» Your goal:
From the entries below, extract each line that contains the word "dining".

» Records provided:
- - - -

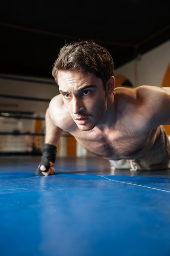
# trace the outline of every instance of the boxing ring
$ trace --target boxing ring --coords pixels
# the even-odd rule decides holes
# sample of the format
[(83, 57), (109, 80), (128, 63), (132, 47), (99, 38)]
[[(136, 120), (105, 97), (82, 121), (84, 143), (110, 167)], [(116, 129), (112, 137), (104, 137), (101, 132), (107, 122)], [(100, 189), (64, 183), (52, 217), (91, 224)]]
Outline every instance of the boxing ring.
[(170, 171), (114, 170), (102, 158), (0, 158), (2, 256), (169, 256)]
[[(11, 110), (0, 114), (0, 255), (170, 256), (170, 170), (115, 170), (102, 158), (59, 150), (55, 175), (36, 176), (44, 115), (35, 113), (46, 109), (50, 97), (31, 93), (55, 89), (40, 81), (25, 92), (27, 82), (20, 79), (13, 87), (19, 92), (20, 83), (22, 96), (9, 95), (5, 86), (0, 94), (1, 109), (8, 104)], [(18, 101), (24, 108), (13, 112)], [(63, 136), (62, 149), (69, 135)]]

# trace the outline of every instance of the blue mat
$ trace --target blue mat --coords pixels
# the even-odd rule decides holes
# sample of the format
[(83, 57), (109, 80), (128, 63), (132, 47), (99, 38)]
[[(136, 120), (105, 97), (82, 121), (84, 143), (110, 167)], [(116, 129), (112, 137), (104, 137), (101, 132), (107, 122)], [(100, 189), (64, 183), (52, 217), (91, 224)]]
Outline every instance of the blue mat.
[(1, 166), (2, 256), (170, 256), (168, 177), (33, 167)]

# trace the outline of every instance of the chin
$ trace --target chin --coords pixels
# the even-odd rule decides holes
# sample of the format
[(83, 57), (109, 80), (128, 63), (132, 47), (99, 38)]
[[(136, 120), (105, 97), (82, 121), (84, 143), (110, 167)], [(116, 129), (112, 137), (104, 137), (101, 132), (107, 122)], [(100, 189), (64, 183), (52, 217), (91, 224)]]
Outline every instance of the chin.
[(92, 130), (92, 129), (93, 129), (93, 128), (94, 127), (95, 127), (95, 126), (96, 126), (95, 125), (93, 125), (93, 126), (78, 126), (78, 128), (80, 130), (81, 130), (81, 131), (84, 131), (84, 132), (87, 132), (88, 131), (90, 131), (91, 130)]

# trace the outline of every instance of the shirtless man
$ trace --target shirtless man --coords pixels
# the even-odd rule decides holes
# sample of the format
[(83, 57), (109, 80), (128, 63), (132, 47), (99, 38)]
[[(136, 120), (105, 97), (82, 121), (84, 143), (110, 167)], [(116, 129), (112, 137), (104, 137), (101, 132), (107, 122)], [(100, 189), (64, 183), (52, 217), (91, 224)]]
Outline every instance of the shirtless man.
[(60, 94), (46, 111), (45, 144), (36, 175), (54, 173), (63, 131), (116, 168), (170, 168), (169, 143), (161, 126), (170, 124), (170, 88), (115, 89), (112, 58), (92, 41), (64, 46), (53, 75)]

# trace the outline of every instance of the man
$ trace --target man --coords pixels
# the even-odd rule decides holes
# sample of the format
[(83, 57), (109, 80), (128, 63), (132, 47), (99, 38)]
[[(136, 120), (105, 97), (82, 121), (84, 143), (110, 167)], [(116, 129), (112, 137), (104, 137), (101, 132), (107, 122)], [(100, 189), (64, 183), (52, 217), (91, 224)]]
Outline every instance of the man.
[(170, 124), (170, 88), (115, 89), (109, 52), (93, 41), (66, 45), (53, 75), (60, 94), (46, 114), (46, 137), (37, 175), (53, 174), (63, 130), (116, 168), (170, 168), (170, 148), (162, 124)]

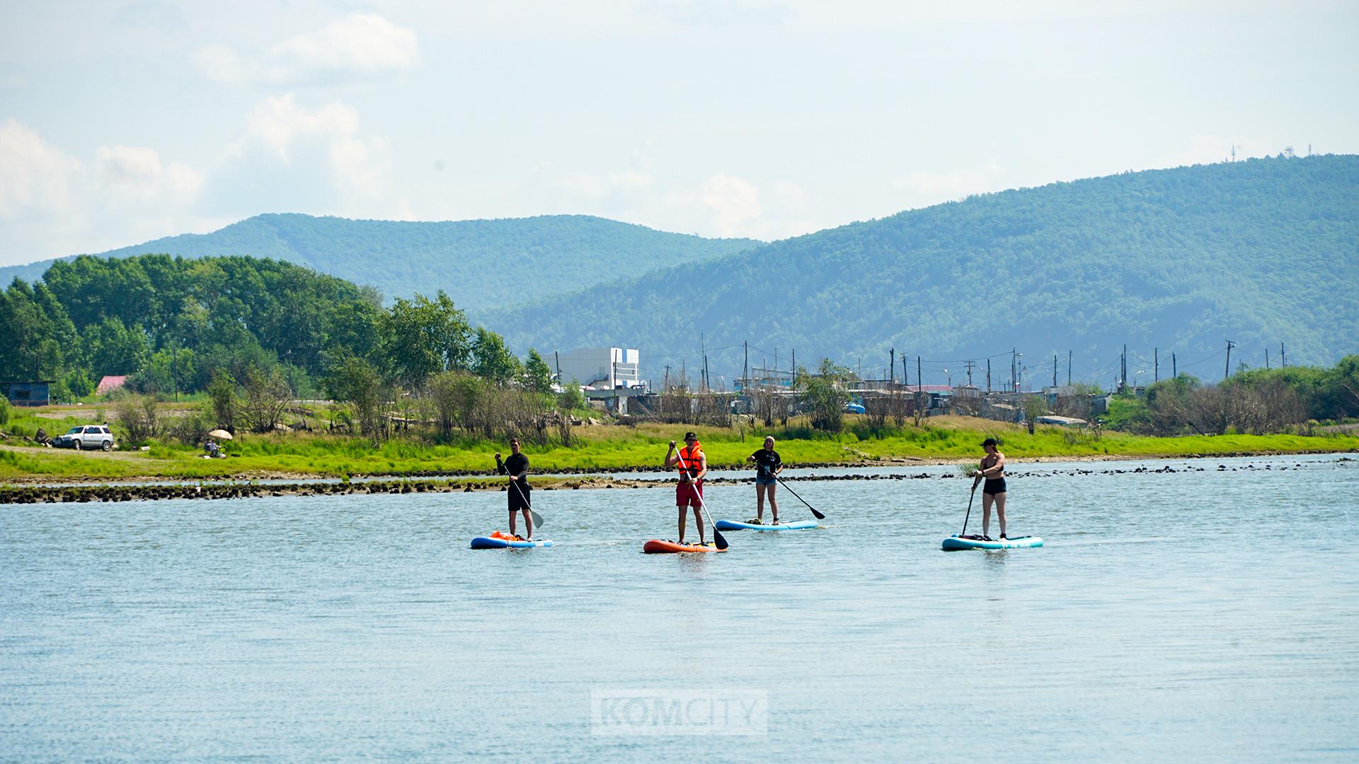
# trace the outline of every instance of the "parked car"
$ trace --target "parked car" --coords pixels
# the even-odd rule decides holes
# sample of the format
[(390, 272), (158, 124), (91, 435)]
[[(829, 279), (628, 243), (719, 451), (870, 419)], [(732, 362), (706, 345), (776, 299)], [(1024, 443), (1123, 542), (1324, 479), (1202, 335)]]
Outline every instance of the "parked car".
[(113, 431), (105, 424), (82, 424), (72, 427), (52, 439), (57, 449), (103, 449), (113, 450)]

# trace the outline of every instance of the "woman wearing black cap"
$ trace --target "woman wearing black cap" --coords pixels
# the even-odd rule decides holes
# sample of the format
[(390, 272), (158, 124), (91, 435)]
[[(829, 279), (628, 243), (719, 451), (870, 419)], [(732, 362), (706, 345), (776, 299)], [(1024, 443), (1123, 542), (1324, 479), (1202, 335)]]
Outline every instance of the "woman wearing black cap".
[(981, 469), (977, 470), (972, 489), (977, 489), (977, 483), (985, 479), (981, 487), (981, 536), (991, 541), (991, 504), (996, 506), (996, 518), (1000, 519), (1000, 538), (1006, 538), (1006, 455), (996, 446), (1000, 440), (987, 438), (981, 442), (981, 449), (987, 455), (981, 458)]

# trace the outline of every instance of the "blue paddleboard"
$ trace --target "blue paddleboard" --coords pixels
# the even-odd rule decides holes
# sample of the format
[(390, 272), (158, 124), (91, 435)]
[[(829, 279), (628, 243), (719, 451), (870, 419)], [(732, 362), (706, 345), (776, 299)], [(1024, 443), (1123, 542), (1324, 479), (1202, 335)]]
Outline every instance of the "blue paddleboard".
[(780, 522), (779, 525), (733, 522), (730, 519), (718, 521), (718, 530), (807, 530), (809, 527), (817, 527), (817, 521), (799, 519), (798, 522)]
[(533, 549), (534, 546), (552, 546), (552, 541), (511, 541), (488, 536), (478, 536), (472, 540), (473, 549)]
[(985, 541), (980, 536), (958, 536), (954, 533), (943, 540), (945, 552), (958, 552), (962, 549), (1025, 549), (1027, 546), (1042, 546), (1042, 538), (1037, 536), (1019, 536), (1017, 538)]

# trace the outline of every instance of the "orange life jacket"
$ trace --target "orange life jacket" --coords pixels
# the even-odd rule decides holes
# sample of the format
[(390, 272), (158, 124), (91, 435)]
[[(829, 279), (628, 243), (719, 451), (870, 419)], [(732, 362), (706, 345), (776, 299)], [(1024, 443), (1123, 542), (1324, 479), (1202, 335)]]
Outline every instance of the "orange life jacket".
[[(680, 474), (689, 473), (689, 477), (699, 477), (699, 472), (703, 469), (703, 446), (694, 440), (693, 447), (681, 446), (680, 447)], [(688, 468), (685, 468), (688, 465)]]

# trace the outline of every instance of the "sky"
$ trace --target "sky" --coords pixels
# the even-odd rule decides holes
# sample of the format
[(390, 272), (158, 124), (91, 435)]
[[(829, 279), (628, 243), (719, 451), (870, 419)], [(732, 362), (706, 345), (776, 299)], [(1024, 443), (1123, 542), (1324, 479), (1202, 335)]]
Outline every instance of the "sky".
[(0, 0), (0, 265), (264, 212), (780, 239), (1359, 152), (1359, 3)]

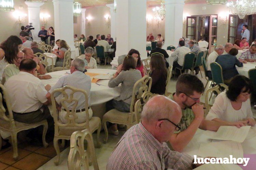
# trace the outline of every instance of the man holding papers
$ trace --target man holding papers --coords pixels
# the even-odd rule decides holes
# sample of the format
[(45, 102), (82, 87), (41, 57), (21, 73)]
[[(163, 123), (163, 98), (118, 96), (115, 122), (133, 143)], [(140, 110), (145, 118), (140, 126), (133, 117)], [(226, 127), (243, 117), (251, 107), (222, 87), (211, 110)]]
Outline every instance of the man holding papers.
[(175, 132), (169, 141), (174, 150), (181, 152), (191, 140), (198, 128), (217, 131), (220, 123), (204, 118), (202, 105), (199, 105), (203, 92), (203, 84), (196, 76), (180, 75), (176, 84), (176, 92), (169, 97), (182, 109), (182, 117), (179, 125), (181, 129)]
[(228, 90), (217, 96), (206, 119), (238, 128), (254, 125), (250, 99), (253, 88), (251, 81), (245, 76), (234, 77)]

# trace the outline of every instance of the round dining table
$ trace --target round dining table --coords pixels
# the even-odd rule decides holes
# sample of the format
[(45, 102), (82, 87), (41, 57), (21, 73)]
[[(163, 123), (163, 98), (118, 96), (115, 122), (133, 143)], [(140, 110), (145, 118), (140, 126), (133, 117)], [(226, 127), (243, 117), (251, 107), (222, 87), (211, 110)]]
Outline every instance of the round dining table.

- - - -

» Correct response:
# trace the outline of every instance of the round dining table
$ trace --target round dining table --coords pixels
Outline every instance of the round dining table.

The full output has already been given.